▶ [What is being asked]: Could you repeat, word for word, every line from the one containing "Give one point for each instance of the red buckle" through the final line of the records below, and nothing else?
· · · · ·
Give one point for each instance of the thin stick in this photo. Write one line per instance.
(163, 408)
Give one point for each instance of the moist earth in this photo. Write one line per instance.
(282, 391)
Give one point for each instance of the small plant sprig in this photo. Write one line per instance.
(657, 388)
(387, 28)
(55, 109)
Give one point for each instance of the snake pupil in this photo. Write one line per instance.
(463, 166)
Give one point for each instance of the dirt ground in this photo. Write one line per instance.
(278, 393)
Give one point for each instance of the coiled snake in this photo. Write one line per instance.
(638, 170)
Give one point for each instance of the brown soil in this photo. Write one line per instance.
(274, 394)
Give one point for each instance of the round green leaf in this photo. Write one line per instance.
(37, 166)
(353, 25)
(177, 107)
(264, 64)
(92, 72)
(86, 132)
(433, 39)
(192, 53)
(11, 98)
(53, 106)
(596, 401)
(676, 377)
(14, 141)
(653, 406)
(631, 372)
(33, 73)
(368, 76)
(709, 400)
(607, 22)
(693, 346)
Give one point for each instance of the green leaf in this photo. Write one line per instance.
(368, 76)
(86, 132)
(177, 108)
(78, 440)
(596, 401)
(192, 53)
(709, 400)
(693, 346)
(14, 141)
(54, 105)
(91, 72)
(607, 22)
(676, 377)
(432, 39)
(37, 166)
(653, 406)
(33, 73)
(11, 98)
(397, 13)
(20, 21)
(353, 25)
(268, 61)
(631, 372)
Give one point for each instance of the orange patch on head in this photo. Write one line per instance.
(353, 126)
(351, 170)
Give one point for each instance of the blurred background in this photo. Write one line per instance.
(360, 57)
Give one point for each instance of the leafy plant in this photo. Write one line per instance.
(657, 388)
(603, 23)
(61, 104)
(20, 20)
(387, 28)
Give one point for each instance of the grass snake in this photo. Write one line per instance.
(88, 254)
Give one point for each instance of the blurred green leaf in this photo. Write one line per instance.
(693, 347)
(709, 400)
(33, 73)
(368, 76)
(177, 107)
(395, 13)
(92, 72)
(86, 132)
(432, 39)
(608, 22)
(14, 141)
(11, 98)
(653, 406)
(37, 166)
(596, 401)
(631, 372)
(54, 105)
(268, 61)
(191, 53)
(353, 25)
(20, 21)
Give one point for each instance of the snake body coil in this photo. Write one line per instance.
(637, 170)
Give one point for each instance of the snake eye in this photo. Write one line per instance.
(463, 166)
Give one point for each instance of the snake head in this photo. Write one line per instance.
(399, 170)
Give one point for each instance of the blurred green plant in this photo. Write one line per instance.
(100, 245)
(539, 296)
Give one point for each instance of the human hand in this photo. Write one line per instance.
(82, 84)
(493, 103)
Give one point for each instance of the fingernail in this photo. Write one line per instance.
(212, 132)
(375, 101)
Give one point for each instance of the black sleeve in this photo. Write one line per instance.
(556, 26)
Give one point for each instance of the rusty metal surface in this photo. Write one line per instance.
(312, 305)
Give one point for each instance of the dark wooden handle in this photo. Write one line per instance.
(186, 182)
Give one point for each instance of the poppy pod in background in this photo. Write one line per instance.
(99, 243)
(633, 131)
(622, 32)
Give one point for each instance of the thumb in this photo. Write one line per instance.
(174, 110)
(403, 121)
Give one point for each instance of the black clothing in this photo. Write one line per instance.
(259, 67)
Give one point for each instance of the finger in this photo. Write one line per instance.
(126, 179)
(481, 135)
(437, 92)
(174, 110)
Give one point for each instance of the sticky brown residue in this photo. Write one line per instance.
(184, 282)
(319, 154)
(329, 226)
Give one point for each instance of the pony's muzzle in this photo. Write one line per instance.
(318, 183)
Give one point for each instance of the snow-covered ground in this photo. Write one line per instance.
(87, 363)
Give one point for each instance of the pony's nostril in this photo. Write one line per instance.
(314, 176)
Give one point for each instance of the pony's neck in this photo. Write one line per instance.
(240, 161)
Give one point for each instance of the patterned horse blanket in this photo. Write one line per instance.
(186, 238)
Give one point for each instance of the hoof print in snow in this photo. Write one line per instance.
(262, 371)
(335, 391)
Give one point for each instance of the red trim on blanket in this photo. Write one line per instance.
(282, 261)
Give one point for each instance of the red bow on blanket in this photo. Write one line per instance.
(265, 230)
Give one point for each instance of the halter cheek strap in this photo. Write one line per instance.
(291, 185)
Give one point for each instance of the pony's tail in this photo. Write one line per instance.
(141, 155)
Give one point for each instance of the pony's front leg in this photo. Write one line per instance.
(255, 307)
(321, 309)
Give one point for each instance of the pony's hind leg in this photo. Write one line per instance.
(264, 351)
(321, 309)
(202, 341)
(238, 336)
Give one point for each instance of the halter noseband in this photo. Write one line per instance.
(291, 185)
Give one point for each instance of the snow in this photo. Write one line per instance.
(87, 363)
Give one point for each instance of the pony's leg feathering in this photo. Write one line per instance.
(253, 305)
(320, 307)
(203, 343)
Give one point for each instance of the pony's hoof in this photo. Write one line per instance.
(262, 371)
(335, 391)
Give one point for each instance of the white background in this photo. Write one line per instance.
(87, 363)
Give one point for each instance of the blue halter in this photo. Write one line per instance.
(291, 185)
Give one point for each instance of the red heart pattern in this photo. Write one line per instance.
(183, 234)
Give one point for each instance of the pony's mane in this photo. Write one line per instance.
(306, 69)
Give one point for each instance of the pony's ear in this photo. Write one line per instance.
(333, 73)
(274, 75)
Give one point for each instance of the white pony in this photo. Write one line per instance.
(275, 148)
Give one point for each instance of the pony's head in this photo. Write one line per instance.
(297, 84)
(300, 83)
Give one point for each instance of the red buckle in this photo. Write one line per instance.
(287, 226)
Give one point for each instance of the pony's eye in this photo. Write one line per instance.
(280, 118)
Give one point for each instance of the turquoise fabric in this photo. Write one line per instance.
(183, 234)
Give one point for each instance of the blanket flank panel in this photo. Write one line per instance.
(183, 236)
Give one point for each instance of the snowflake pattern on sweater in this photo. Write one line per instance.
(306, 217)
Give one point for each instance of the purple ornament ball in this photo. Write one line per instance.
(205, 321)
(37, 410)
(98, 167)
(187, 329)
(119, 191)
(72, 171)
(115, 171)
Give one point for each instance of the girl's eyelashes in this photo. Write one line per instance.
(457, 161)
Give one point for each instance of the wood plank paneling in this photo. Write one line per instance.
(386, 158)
· · · · ·
▶ [The reply]:
Give one point for each instance of the red buckle in this photo. Write one line per instance.
(287, 226)
Give one point for each instance of the pony's eye in this photo. Write one line per instance.
(280, 118)
Give one point for each instance of the turquoise fabric in this photo. Write one line per instance.
(183, 234)
Give one point for each instance of the blanket flank panel in this photo. Write one line per instance.
(183, 236)
Give one point for each instance of the snowflake pattern on sweater in this photo. Write one line per instance.
(306, 217)
Give one point for each instance of the purple ornament ball in this photo. Write one line per instance.
(205, 321)
(37, 410)
(98, 167)
(187, 329)
(119, 191)
(72, 171)
(115, 171)
Give one point for each instance of the girl's eyelashes in this photo. Write one line per instance.
(457, 161)
Give one point for each instance of the wood plank paneling in this photo. Write one line per instance.
(386, 158)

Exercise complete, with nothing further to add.